From the Daniel Craig interview, return everything from "With Defiance hitting" down to "CRAIG: That’s right.", word for word.

** Source text **

<<<<

With Defiance hitting theaters on December 31, we were on hand at the film's junket in Beverly Hills in early December as Daniel Craig sat down with journalists to talk about his research for the project, his chemistry with co-stars Liev Schreiber and Jamie Bell, what the real life Bielski brothers were up against, what he would have done in their challenging circumstances, and how he feels about the Bond franchise as a business.
It isn’t often times we talk about male chemistry on stage.
DANIEL CRAIG: That’s right.
You and Liev [Schreiber], can you talk about how do find that?
CRAIG: You never know it’s going to be there and you can only hope that you click on some level, and you just try and make something happen. But, in fact, it was a lot easier than that. We had about a week, I think, of just sort of hanging around together. We were doing some rehearsals but there wasn’t much time. It was sort of costume fittings and stuff. We got into each others' faces, I think, with what you do, and we just kind of tried to make some contact. We tried to make a connection. And that sort of spilled over into the set. And with Jamie [Bell] and Liev and I sort of making that unit, we just - I mean, brothers sort of beat the shit out of the each other most of the time. And we were sort of doing that metaphorically and physically.

>>>>

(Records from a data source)
<<<<

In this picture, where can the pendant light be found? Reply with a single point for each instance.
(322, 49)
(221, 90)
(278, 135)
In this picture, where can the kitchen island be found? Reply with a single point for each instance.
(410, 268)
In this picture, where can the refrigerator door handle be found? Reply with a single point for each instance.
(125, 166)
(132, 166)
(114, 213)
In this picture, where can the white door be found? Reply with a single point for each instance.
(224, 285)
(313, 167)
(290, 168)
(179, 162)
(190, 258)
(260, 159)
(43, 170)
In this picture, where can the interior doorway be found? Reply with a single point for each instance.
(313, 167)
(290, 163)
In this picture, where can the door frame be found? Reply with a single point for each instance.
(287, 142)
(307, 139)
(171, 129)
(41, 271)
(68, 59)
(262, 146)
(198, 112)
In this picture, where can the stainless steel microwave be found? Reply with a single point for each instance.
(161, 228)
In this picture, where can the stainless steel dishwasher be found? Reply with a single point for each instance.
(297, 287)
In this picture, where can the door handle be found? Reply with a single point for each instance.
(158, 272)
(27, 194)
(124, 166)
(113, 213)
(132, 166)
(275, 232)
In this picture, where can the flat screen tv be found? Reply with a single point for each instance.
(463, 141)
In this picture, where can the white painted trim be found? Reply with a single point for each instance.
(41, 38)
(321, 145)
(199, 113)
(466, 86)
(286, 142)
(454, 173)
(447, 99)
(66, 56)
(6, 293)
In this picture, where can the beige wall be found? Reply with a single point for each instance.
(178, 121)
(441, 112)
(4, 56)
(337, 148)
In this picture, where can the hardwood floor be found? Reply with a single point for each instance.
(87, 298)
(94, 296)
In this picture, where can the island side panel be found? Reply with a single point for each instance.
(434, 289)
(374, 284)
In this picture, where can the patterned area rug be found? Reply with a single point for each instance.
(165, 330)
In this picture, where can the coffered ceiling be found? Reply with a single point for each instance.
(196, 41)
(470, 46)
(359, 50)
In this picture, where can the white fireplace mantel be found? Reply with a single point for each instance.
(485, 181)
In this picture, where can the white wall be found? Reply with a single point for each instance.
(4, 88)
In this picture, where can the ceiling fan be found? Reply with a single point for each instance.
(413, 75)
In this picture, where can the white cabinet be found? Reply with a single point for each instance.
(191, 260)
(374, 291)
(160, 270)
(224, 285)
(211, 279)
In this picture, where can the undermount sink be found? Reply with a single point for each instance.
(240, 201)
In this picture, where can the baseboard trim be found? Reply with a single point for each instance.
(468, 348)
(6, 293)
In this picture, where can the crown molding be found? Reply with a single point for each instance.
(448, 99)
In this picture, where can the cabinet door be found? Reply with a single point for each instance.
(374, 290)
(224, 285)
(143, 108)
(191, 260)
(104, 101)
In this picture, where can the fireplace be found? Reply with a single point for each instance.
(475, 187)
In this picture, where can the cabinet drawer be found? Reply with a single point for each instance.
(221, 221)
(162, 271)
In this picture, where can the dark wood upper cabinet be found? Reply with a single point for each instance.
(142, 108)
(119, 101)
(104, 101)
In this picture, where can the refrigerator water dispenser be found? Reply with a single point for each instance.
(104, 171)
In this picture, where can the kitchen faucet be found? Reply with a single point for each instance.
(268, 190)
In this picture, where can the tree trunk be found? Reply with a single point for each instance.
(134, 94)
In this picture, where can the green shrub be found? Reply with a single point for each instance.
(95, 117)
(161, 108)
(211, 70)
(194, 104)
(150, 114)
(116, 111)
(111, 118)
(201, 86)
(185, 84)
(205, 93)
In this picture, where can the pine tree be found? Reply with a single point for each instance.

>>>>

** Task answer **
With Defiance hitting theaters on December 31, we were on hand at the film's junket in Beverly Hills in early December as Daniel Craig sat down with journalists to talk about his research for the project, his chemistry with co-stars Liev Schreiber and Jamie Bell, what the real life Bielski brothers were up against, what he would have done in their challenging circumstances, and how he feels about the Bond franchise as a business.
It isn’t often times we talk about male chemistry on stage.
DANIEL CRAIG: That’s right.